## Work required
Though the entries contain pictures, the copy you make should hold only the rest, exactly as written.
<<<<
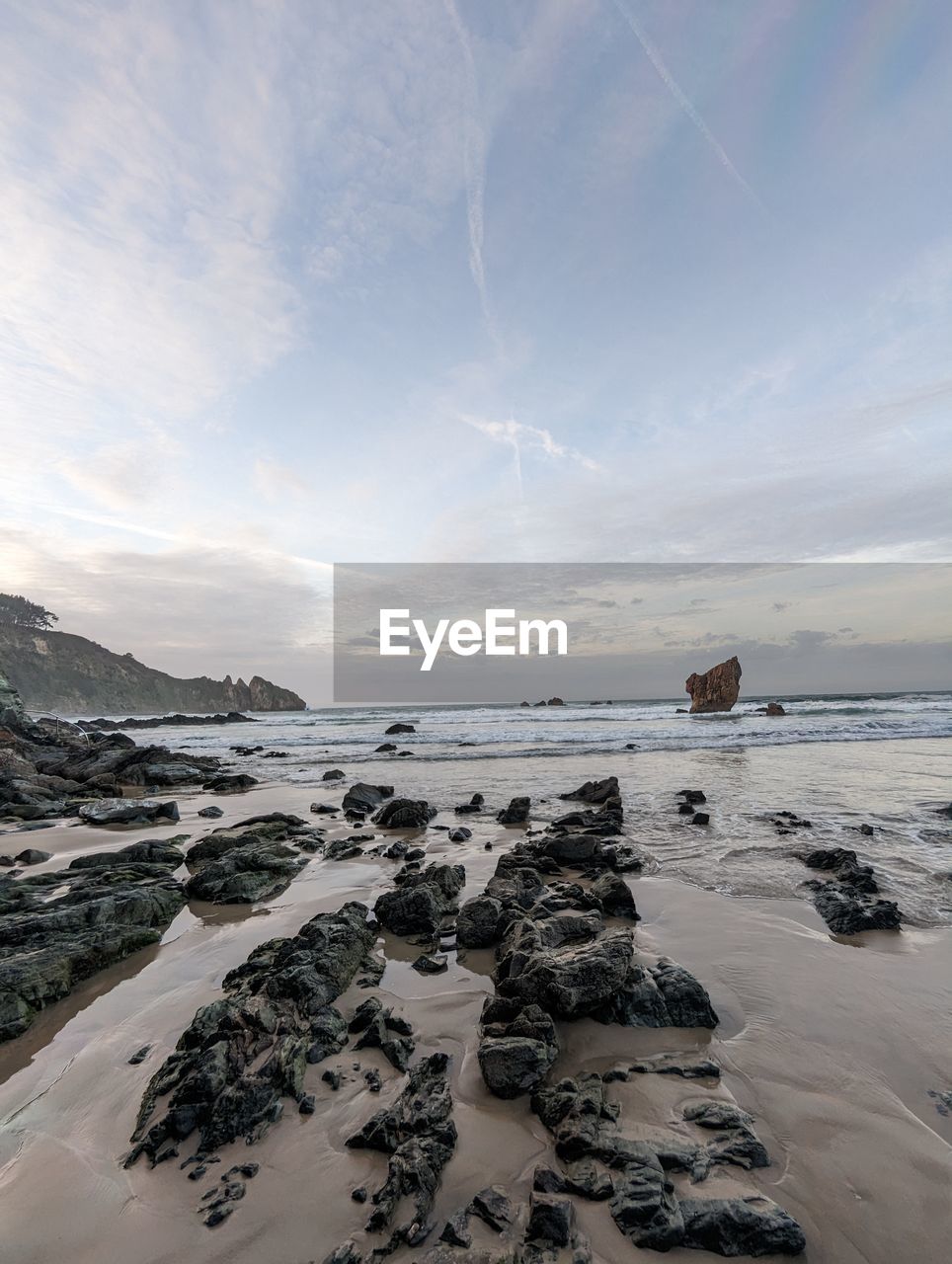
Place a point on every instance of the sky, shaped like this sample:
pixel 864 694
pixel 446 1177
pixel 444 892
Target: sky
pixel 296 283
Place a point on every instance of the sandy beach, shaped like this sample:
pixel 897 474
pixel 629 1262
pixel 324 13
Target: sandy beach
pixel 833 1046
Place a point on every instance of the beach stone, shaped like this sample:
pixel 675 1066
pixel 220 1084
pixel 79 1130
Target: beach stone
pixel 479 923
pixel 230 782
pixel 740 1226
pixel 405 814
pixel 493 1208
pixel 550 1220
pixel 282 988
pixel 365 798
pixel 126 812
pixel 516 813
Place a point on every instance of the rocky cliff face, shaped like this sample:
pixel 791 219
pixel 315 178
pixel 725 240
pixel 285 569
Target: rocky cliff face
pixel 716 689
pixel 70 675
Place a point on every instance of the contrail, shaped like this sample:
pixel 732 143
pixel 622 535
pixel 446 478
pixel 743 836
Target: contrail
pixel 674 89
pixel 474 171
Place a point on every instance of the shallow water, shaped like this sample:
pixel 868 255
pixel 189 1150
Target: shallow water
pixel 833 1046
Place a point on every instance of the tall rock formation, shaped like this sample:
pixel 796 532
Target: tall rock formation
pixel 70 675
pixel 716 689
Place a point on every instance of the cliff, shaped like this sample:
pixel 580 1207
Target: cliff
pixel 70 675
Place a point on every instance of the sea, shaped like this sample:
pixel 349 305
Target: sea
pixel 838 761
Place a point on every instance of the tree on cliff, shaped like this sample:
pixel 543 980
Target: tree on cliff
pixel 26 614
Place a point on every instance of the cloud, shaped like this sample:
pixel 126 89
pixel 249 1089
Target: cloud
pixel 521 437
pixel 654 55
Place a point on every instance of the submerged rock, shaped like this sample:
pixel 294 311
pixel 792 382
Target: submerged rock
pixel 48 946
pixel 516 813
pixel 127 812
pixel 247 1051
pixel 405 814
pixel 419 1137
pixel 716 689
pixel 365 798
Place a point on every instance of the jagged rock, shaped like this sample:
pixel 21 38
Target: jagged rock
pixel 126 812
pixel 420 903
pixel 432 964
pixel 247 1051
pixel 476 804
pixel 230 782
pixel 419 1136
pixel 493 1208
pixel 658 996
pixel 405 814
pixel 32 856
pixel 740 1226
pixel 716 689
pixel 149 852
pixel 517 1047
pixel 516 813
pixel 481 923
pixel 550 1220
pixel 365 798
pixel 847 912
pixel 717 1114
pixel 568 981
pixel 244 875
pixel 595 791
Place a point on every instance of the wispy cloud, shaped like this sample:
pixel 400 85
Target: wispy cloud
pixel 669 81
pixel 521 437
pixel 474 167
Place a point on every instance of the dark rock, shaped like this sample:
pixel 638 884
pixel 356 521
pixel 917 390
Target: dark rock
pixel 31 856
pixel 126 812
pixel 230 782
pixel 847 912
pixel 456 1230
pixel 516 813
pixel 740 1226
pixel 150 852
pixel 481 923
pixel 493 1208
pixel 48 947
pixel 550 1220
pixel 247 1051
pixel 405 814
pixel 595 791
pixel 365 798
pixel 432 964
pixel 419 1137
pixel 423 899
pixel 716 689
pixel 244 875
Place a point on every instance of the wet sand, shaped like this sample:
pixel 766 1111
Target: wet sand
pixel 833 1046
>>>>
## Answer to the problem
Place a point on every instance of the sky, shaped like this sample:
pixel 864 694
pixel 446 1177
pixel 444 892
Target: sky
pixel 296 283
Place a point on every instance of the sandy beach, shaped like this sample:
pixel 897 474
pixel 629 1262
pixel 324 13
Target: sandy beach
pixel 833 1046
Place a point on every instance of the beach stone, shaped like this sample:
pixel 675 1066
pixel 220 1084
pixel 79 1130
Target: beach stone
pixel 479 923
pixel 230 782
pixel 740 1226
pixel 405 814
pixel 493 1208
pixel 550 1220
pixel 282 988
pixel 365 798
pixel 126 812
pixel 516 813
Place a point on every instance of the rocky cliff face, shaped like this sample:
pixel 791 219
pixel 315 178
pixel 725 240
pixel 285 569
Target: rocky cliff face
pixel 716 689
pixel 70 675
Place a point on every instance of the contrail, shaped like this sample:
pixel 732 143
pixel 622 535
pixel 446 478
pixel 743 836
Target: contrail
pixel 674 89
pixel 474 171
Place a point on every instance of the shallow water, shaped like this sample:
pixel 868 255
pixel 189 1150
Target: shallow water
pixel 833 1046
Place a point on every instance of the tall rock formation, shaped like this sample:
pixel 796 532
Target: tall rock formation
pixel 70 675
pixel 716 689
Place a point on every instance of the cliff, shaped like this sample:
pixel 580 1207
Target: cliff
pixel 70 675
Place a point on every instance of the sea, shaped like this sample:
pixel 349 305
Target: sea
pixel 838 761
Place a point on every instance of the tree on cliff, shaped like this sample:
pixel 543 980
Target: tree on cliff
pixel 26 614
Place a point on every instance of the cloud, shaped like this sample:
pixel 126 89
pixel 249 1089
Target: cloud
pixel 521 437
pixel 654 55
Place a point on every instance of the submerged rock, shaped like this sample:
pixel 294 311
pixel 792 382
Target: submerged rock
pixel 48 946
pixel 516 813
pixel 127 812
pixel 247 1051
pixel 405 814
pixel 419 1137
pixel 716 689
pixel 365 798
Place a point on every instance of the jagged rock, shaped like this sample:
pixel 21 38
Target: jagged rock
pixel 126 812
pixel 420 903
pixel 432 964
pixel 247 1051
pixel 476 804
pixel 230 782
pixel 419 1136
pixel 493 1208
pixel 658 996
pixel 405 814
pixel 32 856
pixel 740 1226
pixel 716 689
pixel 149 852
pixel 517 1047
pixel 516 813
pixel 481 923
pixel 550 1220
pixel 365 798
pixel 847 912
pixel 717 1114
pixel 568 981
pixel 244 875
pixel 595 791
Place a point on every instance of the wispy cloud, shaped like this sample:
pixel 400 85
Target: wispy cloud
pixel 669 81
pixel 521 437
pixel 474 167
Place a point on every instance of the dark rock, shaped like this sample:
pixel 638 884
pixel 356 521
pixel 917 390
Target: dark rock
pixel 31 856
pixel 126 812
pixel 230 782
pixel 847 912
pixel 456 1230
pixel 516 813
pixel 740 1226
pixel 150 852
pixel 481 923
pixel 493 1208
pixel 48 947
pixel 550 1220
pixel 247 1051
pixel 405 814
pixel 595 791
pixel 365 798
pixel 432 964
pixel 419 1137
pixel 423 899
pixel 716 689
pixel 244 875
Place a point on every instance of the wet sand, shaped like this sample:
pixel 766 1111
Target: wet sand
pixel 833 1046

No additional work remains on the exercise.